I'm in the process of creating a metasearch engine and I'm stuck! Using php I send a query to 3 search engines and pull the top 10 urls from each one. I then store these urls in a 2d array with a corresponding score for aggregation purposes ie. the 1st result gets 20pts, 2nd gets 18pts etc.
so in the following example I query the search engines with 'php' and get these results:
Blockquote
Blekko
Array ( [url] => php.about.com/ [score] => 20 ) Array ( [url] => php.net/ [score] => 18 ) Array ( [url] => en.wikipedia.org/wiki/PHP [score] => 16 ) Array ( [url] => www.phpbuilder.com/ [score] => 14 ) Array ( [url] => blekko.com/ws/http://php.about.com/+/seo [score] => 12 ) Array ( [url] => www.w3schools.com/php/default.asp [score] => 10 ) Array ( [url] => phpnuke.org/ [score] => 8 ) Array ( [url] => www.symfony-project.org/ [score] => 6 ) Array ( [url] => www.phpconference.co.uk/ [score] => 4 )

## Extracted information
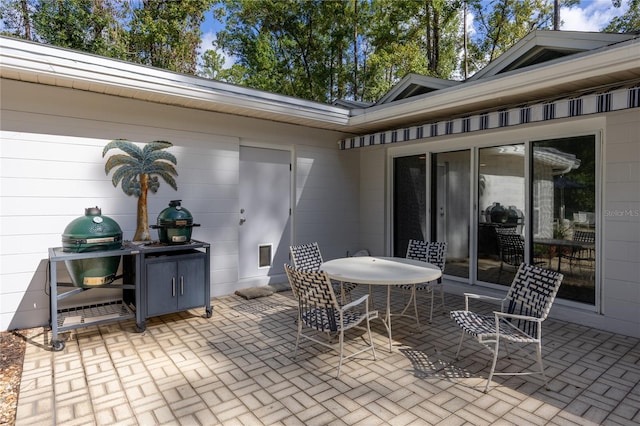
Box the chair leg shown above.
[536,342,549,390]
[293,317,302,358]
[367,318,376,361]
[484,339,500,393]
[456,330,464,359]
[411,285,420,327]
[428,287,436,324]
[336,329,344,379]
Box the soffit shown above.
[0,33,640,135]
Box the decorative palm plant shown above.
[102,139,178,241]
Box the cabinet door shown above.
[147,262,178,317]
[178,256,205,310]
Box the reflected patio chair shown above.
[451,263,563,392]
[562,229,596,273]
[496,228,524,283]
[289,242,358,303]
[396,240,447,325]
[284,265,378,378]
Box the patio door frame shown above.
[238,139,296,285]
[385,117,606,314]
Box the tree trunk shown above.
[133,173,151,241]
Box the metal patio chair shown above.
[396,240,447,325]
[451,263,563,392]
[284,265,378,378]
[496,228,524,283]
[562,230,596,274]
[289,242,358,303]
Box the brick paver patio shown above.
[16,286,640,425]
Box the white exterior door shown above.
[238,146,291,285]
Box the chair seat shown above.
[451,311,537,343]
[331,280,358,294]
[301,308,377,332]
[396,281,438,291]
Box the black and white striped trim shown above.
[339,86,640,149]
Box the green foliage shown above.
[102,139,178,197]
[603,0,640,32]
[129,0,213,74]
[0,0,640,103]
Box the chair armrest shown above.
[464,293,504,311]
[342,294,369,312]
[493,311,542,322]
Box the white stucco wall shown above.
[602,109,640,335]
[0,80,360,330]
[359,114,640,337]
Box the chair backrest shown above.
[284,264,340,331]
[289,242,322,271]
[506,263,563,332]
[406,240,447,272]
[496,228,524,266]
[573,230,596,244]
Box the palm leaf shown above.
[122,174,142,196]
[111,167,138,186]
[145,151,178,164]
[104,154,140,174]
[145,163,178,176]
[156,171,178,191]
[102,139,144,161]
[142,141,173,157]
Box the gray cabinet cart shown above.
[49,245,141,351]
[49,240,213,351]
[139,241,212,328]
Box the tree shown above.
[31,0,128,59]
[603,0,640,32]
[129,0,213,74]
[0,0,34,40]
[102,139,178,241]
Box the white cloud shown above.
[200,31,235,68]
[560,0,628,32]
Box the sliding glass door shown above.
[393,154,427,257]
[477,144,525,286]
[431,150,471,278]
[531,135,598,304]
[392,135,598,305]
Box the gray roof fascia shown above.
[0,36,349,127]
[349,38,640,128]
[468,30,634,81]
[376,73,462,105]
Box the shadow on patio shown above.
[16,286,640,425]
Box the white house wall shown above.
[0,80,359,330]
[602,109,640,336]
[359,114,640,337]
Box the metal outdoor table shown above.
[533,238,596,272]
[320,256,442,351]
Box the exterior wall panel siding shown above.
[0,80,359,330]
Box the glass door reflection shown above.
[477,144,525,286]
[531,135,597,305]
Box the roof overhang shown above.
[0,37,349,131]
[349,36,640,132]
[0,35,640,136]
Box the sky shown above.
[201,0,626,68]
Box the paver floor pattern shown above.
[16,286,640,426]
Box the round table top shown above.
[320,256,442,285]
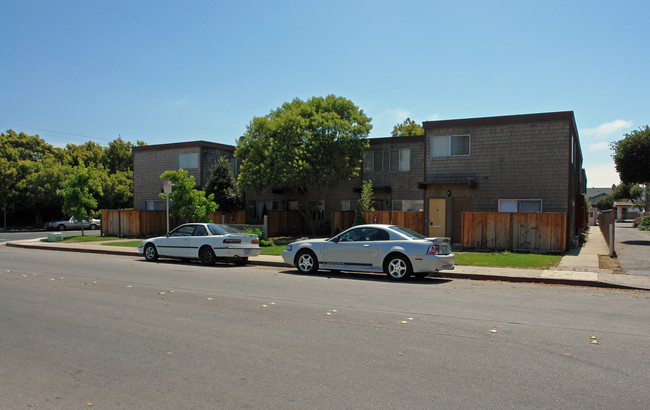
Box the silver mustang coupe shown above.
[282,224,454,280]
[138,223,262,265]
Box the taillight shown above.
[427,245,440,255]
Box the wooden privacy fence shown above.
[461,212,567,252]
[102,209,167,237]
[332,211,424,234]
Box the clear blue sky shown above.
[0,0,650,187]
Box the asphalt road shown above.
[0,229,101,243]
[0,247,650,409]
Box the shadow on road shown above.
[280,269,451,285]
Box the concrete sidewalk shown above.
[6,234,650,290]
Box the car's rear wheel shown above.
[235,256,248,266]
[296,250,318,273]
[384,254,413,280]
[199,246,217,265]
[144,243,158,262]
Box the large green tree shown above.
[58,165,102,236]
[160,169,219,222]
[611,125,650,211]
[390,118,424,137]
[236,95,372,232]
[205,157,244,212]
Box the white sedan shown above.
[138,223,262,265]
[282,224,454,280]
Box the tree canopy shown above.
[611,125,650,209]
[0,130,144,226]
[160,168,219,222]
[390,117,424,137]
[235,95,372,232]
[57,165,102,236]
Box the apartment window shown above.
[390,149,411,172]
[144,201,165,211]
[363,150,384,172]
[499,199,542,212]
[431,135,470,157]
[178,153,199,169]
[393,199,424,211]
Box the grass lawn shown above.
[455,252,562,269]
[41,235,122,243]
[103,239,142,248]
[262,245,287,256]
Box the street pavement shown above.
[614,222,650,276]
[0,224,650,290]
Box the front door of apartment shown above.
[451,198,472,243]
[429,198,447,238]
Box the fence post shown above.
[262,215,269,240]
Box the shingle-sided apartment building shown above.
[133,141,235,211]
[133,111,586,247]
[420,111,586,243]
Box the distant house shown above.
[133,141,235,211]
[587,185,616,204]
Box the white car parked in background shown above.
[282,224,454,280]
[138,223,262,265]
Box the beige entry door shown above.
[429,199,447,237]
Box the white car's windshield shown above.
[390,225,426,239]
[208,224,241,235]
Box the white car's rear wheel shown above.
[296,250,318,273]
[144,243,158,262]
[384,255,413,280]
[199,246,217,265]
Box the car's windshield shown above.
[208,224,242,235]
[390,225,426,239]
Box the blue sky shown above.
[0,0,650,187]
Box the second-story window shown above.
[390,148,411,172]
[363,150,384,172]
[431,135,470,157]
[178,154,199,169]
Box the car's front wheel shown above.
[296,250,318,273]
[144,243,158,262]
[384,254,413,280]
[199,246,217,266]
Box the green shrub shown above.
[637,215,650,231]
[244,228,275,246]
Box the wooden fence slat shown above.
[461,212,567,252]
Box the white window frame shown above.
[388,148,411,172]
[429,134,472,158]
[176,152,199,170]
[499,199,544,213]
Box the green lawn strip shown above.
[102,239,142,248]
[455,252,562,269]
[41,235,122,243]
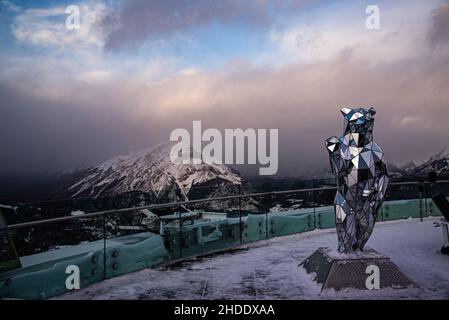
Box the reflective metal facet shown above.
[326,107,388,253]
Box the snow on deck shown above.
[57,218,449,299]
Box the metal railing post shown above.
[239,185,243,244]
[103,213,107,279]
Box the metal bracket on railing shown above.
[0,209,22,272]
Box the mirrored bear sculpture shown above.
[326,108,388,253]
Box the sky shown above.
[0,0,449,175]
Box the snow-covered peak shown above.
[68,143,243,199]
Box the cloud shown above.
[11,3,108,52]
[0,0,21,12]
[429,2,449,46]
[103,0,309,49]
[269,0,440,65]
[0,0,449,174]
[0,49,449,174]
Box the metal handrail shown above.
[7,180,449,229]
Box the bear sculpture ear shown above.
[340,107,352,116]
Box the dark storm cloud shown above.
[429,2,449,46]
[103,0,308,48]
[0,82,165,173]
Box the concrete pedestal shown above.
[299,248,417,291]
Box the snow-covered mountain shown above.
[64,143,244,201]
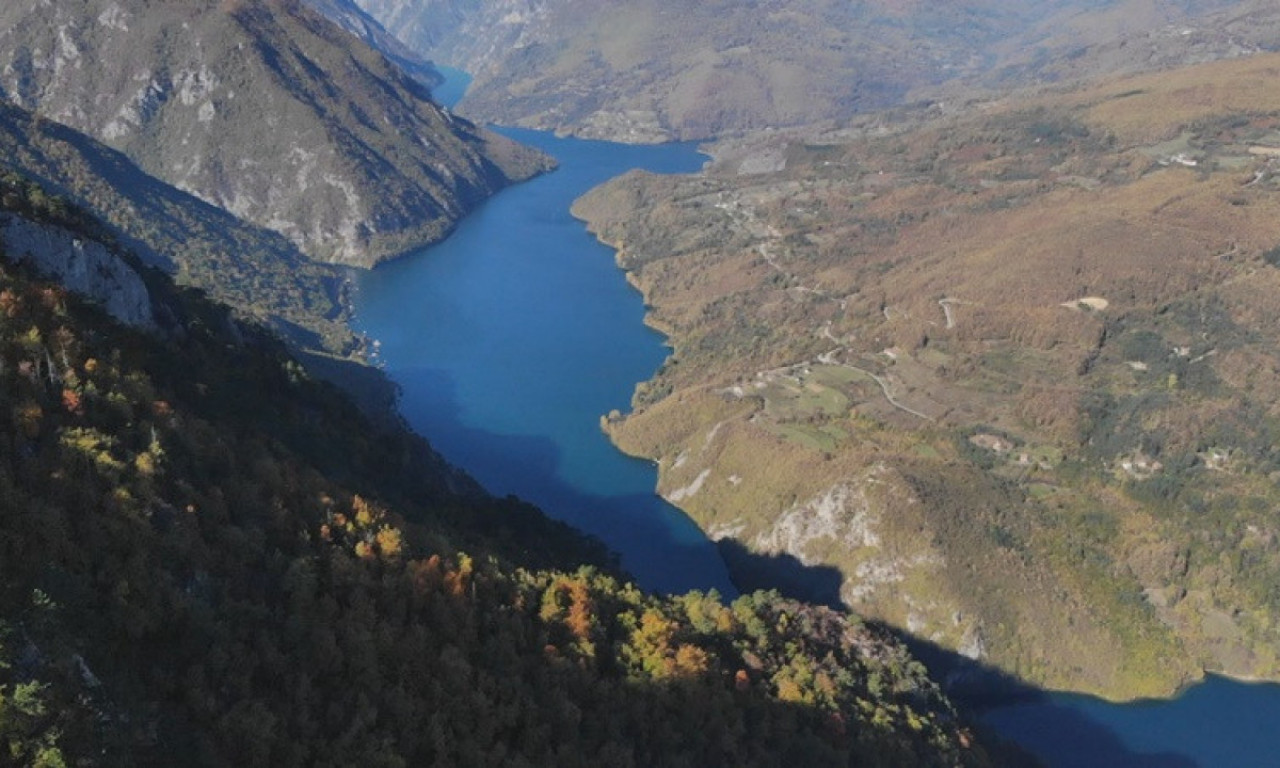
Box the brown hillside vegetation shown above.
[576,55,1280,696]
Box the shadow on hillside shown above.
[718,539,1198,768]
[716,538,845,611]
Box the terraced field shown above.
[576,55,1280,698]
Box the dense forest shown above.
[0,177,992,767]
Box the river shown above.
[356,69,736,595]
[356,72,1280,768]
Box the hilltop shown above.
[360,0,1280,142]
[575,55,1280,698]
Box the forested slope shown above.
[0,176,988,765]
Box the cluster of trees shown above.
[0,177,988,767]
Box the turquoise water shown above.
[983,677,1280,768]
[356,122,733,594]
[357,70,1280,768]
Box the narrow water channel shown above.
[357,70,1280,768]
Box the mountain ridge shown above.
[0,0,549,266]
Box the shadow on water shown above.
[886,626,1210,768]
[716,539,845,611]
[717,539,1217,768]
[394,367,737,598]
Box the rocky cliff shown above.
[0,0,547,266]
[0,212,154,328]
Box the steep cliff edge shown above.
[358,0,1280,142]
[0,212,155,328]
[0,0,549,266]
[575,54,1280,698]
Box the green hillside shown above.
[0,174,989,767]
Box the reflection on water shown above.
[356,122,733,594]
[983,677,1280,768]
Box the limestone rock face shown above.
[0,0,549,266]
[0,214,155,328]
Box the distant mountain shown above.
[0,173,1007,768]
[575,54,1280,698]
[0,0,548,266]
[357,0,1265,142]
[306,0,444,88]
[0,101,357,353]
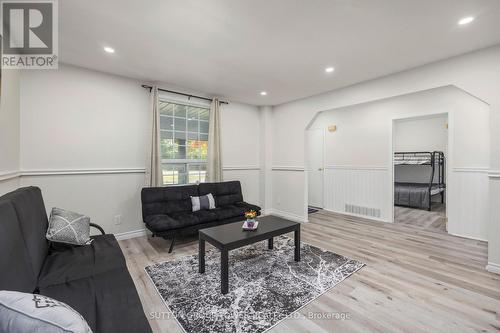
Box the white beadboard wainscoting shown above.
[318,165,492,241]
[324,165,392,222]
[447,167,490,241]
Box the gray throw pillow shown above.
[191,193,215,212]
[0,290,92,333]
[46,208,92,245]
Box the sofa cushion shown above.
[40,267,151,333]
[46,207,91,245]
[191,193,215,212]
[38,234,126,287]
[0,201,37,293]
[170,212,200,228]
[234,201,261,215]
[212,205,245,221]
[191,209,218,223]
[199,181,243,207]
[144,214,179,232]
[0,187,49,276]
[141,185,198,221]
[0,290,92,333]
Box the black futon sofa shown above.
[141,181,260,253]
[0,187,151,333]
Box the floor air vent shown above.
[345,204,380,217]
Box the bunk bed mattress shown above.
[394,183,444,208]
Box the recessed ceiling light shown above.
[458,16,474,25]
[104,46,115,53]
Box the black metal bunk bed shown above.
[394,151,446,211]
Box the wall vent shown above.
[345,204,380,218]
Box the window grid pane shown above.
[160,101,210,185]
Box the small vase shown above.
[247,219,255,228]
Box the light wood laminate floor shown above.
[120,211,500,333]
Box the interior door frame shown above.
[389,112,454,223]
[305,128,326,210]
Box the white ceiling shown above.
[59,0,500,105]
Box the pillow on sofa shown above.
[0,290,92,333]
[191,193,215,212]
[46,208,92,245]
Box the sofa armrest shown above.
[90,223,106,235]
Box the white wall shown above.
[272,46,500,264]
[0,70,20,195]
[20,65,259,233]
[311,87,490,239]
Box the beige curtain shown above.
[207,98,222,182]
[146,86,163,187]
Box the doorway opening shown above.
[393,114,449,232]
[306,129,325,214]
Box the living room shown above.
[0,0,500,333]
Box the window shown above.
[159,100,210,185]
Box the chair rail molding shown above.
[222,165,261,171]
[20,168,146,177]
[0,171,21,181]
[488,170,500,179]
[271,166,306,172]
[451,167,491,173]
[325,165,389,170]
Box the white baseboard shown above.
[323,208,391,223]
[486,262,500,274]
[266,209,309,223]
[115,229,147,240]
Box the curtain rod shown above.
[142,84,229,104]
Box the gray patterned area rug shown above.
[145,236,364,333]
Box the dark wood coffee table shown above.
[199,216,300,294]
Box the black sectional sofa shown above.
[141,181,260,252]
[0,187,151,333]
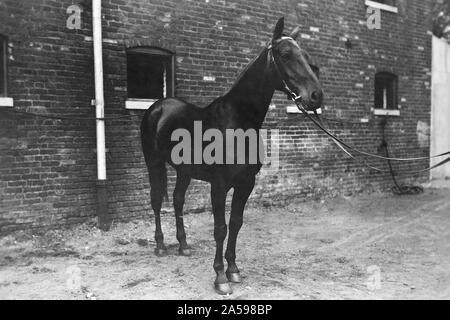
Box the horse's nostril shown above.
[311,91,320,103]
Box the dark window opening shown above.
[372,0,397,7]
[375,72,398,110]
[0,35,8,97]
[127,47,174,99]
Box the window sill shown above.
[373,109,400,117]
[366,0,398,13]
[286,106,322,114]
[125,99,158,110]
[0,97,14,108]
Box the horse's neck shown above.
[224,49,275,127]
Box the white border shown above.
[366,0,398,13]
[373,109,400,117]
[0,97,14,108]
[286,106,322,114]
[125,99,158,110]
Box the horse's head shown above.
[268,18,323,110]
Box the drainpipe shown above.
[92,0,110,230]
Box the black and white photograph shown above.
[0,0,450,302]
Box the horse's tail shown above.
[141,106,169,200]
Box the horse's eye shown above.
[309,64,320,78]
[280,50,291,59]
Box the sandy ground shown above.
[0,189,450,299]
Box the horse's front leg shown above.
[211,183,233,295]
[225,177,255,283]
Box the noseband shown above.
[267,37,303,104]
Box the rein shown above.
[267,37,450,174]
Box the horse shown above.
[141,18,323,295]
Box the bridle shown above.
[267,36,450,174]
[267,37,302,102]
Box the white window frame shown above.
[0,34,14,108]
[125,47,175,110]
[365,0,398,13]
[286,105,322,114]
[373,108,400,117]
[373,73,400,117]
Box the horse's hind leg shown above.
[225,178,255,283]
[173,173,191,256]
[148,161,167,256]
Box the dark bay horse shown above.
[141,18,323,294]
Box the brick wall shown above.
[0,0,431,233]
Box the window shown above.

## Work to complete
A: In the metasearch engine post, how many points does the second result get?
B: In the metasearch engine post, rename "score" to "rank" and write out the part starting with "so in the following" and going on through "[score] => 4 )".

## Complete answers
A: 18 points.

B:
so in the following example I query the search engines with 'php' and get these results:
Blockquote
Blekko
Array ( [url] => php.about.com/ [rank] => 20 ) Array ( [url] => php.net/ [rank] => 18 ) Array ( [url] => en.wikipedia.org/wiki/PHP [rank] => 16 ) Array ( [url] => www.phpbuilder.com/ [rank] => 14 ) Array ( [url] => blekko.com/ws/http://php.about.com/+/seo [rank] => 12 ) Array ( [url] => www.w3schools.com/php/default.asp [rank] => 10 ) Array ( [url] => phpnuke.org/ [rank] => 8 ) Array ( [url] => www.symfony-project.org/ [rank] => 6 ) Array ( [url] => www.phpconference.co.uk/ [rank] => 4 )